- SCHRIFTLICHE AUFGABEN
1. Bitte tippe aus dem Artikel über „Hörpol“ den Abschnitt von „Sie stimmt die“ bis einschließlich „die Rechtsrocker an.“ wortgetreu ab.
2. Schreib den Artikel über „Hörpol“ im Anschluss an seinen letzten Satz weiter.

- ZITIERTER TEXT
============================================================
Videoclip für den Kopf

Mit „Hörpol“ kontra Antisemitismus und Fremdenfeindlichkeit

Oranienburger, Ecke Auguststraße. Der 15jährige Anton fixiert einen imaginären Punkt an der Fassade des Hauses unweit vom alternativen Kunstzentrum Tacheles und erhöht die Lautstärke an seinem iPod, um den Verkehrslärm zu übertönen. Gerade berichtet „Fritz“-Moderatorin Diana Frankowic über die perfide Propaganda-Methode von Rechtsrockgruppen, die Melodien bekannter Songs zu klauen, um sie mit ihrer menschenverachtenden Ideologie aufzuladen.

Sie stimmt die ersten Zeilen des alten Volksliedes „Schwarzbraun ist die Haselnuss“ an – ein Stück, das schon die Nazis missbrauchten, während sie im Marschrhythmus halb Europa in Schutt und Asche legten. Nein, Gesang ist nicht unbedingt die Stärke von Diana, aber die Botschaft kommt an bei Anton und seinem Kumpel Dorian. Erst recht, als anschließend der Opus-Hit „Life is life“ aus dem Jahre 1985 erklingt, allerdings in einer brunzdummen Neonazi-Version mit dem Refrain „Wir grüßen Heil“. Ein „Partyknaller für Hirnlose“, schimpft Jana, gefolgt von Kurzstellungnahmen einiger Jugendlicher, die sich gleichfalls empört über diese schamlose Form der Manipulation von Musik äußern. Zu guter Letzt kündigt der Komponist des Opus-Hits rechtliche Schritte gegen die Rechtsrocker an.

Eine ganze Menge Informationen für ein kaum sechsminütiges Hörstück mit dem Titel „Party“. Es ist Teil der 27 Stationen umfassenden Audio-Tour „Hörpol“. Ein Versuch der etwas anderen Art, junge Menschen mit einem der schlimmsten Kapitel deutscher Geschichte zu konfrontieren. „Hörpol“ ist ein „jugendgerechter Videoclip für den Kopf“, der an historischen Originalschauplätzen in Berlin-Mitte (Spandauer Vorstadt) „jüdische Geschichte erleben und nachfühlen lässt“, beschreibt Projektleiter Hans Ferenz das Unternehmen. Wenn Jugendliche in der Schule – wenn überhaupt – an die deutsch-jüdische Geschichte herangeführt werden, geht es meist um schwere Kost: um die Erinnerung an den Holocaust, das Desaster deutscher Politik und die Zerstörung gesellschaftlicher Strukturen zwischen Juden und Nicht-Juden. Ein allzu häufig sehr abstraktes Lernprogramm, das meist nicht an die aktuelle Lebenspraxis junger Menschen anknüpft. Die Älteren dürften sich erinnern, wie quälend trocken und langweilig Geschichtsunterricht gelegentlich sein kann. Es gehe „nicht darum, Geschichte zu lernen, sondern zu erfahren“, sagte Claudia Zinke, Berliner Staatssekretärin für Bildung, Jugend und Familie bei der Präsentation des Projekts. Nicht Buchwissen, sondern sinnliches Erleben an authentischen Schauplätzen rühre an. Das Anfang Juli gestartete Projekt „Hörpol“ in Berlin Mitte versucht, einen solchen sinnlichen Zugang zu vielen Facetten jüdischer Geschichte und Gegenwart zu liefern.
============================================================
Datensätze zur Positionsannotation:
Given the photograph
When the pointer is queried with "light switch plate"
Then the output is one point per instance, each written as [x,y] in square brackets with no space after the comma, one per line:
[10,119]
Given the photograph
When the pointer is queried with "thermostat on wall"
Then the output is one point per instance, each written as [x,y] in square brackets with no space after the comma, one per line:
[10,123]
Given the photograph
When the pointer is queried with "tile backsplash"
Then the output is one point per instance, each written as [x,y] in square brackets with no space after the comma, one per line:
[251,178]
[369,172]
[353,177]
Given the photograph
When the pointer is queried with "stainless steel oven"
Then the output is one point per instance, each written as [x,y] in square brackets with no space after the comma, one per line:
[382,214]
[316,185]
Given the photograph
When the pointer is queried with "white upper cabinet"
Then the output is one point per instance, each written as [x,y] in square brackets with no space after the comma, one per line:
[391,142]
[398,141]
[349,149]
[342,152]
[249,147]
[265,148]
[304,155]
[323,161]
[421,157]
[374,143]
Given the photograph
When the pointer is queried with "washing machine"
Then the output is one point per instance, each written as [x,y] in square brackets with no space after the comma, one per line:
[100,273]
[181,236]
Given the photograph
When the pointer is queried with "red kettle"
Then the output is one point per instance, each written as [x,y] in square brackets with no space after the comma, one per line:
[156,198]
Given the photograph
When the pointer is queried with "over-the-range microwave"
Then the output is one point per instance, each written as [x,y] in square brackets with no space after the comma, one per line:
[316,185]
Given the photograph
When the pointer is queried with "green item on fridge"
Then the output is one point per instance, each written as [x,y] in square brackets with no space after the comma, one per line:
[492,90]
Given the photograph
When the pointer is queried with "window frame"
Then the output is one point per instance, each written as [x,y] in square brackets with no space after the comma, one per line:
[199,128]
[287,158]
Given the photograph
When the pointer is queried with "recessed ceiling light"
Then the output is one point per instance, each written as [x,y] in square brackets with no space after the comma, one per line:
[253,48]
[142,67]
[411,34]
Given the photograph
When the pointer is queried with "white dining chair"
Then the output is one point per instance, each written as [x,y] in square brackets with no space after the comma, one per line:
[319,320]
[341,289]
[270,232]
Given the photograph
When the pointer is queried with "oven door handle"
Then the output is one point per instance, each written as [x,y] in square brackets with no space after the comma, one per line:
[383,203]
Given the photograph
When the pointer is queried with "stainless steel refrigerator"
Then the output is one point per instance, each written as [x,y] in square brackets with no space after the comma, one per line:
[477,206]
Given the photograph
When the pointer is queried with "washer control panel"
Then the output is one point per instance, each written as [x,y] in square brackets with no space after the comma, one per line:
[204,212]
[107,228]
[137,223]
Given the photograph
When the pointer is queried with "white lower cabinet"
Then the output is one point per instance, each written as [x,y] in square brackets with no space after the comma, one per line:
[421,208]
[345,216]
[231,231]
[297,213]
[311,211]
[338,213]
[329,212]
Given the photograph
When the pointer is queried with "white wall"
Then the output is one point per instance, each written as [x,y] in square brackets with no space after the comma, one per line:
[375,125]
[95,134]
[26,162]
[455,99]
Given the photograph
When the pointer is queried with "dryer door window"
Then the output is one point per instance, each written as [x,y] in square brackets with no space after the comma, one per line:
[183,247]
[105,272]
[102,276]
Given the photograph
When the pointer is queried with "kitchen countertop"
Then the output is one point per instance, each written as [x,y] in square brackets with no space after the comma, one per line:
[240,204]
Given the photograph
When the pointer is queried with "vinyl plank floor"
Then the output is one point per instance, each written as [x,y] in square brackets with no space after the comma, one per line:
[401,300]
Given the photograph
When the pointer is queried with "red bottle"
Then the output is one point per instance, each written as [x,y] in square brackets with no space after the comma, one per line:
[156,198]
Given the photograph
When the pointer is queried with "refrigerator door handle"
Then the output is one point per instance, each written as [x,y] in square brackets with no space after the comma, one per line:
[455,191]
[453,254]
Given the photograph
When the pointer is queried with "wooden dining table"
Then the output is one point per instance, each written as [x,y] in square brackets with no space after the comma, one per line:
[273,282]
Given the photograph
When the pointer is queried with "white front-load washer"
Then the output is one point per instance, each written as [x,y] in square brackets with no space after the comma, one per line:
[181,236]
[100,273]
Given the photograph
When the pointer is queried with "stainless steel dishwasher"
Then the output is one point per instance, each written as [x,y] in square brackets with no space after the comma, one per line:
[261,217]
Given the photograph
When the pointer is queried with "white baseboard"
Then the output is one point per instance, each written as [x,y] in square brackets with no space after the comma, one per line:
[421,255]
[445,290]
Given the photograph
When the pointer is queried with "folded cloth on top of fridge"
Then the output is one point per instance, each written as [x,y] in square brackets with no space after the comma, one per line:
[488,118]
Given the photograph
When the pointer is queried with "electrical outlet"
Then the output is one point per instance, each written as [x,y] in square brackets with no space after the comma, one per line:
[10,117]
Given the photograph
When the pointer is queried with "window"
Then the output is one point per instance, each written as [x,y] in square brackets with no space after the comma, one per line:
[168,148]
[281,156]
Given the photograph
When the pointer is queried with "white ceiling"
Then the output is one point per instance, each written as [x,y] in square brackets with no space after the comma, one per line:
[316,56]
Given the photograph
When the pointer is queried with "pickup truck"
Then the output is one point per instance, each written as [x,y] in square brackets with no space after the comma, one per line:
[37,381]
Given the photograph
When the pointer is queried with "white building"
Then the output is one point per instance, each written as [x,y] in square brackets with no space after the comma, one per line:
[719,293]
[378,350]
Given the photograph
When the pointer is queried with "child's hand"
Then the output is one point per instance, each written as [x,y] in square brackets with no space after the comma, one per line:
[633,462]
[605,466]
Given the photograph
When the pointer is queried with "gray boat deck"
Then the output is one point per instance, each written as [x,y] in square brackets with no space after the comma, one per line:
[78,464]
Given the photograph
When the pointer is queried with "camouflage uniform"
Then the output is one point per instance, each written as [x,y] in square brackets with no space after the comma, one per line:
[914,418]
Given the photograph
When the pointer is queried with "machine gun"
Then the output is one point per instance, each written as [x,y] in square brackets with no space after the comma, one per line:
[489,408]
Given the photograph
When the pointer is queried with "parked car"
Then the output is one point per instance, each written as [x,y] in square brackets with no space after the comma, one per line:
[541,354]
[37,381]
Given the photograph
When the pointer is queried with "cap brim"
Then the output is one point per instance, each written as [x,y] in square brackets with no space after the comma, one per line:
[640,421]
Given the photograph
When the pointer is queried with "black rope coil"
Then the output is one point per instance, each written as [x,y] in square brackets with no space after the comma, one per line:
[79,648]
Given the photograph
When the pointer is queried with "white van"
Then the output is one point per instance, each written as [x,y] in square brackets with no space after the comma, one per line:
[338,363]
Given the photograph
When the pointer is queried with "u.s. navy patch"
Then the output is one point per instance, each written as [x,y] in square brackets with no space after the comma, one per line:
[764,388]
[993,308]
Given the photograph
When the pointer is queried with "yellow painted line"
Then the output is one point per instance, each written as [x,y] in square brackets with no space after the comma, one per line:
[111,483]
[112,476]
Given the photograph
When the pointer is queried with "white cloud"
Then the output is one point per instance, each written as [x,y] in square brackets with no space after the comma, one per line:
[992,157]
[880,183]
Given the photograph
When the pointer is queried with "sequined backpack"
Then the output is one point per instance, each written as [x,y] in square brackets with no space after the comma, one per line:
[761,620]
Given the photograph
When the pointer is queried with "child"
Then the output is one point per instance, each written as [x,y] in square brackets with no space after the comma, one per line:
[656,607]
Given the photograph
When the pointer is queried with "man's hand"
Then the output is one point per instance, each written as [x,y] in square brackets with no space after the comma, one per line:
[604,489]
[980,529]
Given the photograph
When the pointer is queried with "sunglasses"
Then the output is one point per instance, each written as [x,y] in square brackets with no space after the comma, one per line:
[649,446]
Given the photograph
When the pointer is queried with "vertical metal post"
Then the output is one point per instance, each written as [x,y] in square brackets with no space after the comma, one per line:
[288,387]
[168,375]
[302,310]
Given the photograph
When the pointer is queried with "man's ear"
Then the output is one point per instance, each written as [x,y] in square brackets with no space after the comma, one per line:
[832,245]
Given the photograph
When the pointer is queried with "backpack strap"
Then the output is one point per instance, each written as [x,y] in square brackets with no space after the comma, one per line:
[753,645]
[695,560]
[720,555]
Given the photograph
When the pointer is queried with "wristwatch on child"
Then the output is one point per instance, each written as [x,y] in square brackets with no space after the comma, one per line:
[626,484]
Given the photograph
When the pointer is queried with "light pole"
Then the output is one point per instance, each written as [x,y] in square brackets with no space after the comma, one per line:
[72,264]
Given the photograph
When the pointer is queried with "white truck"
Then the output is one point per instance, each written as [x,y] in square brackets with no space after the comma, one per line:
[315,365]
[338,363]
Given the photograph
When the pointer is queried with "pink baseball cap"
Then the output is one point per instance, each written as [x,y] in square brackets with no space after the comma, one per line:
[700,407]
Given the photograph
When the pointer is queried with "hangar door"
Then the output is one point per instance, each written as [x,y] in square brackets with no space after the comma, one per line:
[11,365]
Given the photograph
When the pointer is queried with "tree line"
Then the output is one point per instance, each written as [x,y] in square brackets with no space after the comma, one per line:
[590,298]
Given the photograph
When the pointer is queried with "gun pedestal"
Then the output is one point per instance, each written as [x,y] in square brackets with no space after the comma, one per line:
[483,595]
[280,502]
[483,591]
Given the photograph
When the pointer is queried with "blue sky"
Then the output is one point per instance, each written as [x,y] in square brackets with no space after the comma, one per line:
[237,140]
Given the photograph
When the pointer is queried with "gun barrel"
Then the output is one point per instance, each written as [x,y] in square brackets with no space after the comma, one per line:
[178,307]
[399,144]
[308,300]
============================================================
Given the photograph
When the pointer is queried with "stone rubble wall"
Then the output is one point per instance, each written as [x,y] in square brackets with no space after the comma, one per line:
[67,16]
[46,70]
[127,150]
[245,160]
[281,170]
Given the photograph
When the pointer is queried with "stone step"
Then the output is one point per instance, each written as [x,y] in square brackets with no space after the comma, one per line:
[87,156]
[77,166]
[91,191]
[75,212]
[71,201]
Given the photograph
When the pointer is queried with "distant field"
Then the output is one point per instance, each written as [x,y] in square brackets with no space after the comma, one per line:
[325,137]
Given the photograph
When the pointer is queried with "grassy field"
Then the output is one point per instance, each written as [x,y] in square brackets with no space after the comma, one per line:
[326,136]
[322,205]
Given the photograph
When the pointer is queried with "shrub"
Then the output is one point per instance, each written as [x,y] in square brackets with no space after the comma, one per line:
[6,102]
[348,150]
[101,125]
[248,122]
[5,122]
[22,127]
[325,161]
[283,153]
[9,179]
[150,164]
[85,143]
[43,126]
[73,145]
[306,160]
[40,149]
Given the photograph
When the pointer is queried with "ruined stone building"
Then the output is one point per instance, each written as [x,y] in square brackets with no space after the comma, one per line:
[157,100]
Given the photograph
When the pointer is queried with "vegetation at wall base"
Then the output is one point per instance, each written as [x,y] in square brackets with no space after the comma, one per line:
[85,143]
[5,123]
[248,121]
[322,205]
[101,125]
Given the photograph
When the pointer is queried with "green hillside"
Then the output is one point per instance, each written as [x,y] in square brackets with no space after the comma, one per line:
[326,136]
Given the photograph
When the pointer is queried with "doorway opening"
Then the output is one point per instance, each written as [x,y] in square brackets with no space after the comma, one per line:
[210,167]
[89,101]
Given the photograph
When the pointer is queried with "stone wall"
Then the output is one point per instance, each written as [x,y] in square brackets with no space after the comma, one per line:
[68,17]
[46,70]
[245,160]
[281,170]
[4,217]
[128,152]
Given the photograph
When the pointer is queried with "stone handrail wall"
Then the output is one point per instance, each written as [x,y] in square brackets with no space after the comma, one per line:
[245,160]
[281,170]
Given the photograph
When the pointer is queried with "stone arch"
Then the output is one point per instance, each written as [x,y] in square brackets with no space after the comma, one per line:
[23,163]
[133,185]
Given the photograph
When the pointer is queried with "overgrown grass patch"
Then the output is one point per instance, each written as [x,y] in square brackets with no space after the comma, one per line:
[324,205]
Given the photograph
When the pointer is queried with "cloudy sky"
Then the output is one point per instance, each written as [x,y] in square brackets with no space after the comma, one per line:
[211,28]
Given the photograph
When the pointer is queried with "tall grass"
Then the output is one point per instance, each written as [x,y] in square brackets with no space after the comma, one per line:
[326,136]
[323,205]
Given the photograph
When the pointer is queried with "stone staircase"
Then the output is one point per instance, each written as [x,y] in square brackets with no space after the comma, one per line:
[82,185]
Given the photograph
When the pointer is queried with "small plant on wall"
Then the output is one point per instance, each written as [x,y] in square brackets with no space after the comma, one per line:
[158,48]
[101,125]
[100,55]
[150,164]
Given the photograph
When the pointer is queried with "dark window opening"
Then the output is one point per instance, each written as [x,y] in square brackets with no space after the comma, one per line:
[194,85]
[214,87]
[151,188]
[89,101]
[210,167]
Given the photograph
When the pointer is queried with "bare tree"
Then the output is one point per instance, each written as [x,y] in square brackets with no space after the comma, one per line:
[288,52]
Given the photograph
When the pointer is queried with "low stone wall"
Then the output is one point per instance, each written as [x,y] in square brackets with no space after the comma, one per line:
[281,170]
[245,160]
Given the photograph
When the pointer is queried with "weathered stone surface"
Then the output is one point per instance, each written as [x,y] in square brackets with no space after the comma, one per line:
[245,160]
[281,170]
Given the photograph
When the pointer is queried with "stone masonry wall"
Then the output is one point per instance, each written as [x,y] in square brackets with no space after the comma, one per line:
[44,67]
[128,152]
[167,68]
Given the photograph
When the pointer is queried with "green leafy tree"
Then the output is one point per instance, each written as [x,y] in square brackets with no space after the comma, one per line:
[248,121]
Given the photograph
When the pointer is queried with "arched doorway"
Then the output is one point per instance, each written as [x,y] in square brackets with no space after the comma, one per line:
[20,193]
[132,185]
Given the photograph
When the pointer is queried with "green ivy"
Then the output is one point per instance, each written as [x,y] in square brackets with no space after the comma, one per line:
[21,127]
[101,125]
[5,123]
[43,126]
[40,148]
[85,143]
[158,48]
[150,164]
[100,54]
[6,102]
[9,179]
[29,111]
============================================================
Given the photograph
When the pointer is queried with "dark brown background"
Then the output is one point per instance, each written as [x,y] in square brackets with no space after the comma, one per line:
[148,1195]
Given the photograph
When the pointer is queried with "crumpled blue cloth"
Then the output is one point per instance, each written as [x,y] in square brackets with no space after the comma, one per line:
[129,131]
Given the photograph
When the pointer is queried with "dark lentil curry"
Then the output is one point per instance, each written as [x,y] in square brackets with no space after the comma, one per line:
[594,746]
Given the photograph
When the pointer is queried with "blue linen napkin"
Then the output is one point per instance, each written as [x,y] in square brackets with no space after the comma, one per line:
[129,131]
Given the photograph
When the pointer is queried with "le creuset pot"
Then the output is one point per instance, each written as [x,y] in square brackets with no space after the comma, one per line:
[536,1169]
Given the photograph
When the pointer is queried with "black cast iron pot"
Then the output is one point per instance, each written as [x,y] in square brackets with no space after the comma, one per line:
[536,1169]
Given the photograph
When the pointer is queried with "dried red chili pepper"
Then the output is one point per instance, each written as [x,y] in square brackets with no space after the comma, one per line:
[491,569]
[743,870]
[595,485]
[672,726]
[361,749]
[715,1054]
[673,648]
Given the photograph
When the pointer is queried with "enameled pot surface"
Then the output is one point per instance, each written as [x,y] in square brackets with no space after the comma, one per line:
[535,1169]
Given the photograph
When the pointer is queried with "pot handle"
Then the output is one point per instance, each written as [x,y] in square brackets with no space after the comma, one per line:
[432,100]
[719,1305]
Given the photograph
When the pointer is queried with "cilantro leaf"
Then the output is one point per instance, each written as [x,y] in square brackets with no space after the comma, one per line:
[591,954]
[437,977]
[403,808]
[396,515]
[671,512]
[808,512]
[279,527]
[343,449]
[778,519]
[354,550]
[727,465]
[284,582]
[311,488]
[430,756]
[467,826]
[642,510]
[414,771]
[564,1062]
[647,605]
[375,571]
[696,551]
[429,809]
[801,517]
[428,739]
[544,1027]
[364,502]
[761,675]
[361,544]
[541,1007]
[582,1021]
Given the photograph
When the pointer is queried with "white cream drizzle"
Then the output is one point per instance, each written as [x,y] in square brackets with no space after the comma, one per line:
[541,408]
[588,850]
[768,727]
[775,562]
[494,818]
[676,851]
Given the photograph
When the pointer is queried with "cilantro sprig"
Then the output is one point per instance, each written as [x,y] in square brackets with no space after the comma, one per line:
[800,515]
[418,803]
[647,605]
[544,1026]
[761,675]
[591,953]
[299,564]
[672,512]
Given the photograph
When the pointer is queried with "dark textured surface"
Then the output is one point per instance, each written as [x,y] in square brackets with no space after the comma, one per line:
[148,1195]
============================================================
- ANTWORTEN JE AUFGABE
1.
Sie stimmt die ersten Zeilen des alten Volksliedes „Schwarzbraun ist die Haselnuss“ an – ein Stück, das schon die Nazis missbrauchten, während sie im Marschrhythmus halb Europa in Schutt und Asche legten. Nein, Gesang ist nicht unbedingt die Stärke von Diana, aber die Botschaft kommt an bei Anton und seinem Kumpel Dorian. Erst recht, als anschließend der Opus-Hit „Life is life“ aus dem Jahre 1985 erklingt, allerdings in einer brunzdummen Neonazi-Version mit dem Refrain „Wir grüßen Heil“. Ein „Partyknaller für Hirnlose“, schimpft Jana, gefolgt von Kurzstellungnahmen einiger Jugendlicher, die sich gleichfalls empört über diese schamlose Form der Manipulation von Musik äußern. Zu guter Letzt kündigt der Komponist des Opus-Hits rechtliche Schritte gegen die Rechtsrocker an.

2.
An einigen Stationen haben Schüler höherer Jahrgänge mitgearbeitet. Zum Beispiel auch bei „Anpinkeln“. Darin liest Jugendbuchautor Klaus Kordon eine Passage aus seinem Roman „Julians Bruder“, in der Nazis auf einen Berliner Juden urinieren. Der Autor verabschiedet sich von den Hörern mit dem – ironischen – Hinweis, er habe „wie in einem Roman so üblich“ alles erfunden. Anschließend folgen in komprimierter Form Nachrichten über tatsächliche Ereignisse aus jüngerer Zeit. Kostprobe: „Sommer 2002. Weil der 17jährige Marco Hiphop hörte, weite Baggy Jeans trug und sein Haar blond färbte, wurde er von drei Jugendlichen als Jude beschimpft, brutal zusammen geschlagen und angepinkelt. Anschließend sprang einer der Rechtsradikalen Marco in den Nacken und tötete ihn.“ Als „Nachrichtensprecher“ agieren die Elftklässler Désirée, Jenny und Vincent von der Spandauer Martin-Buber-Oberschule. Ob die abschließende Verbalattacke gegen die Neonazis („Was wollt ihr mit euren Taten eigentlich erreichen?“) und das Bekenntnis zu einem „demokratischen und freien Deutschland“ die angesprochene Szene erschreckt, sei einmal dahin gestellt.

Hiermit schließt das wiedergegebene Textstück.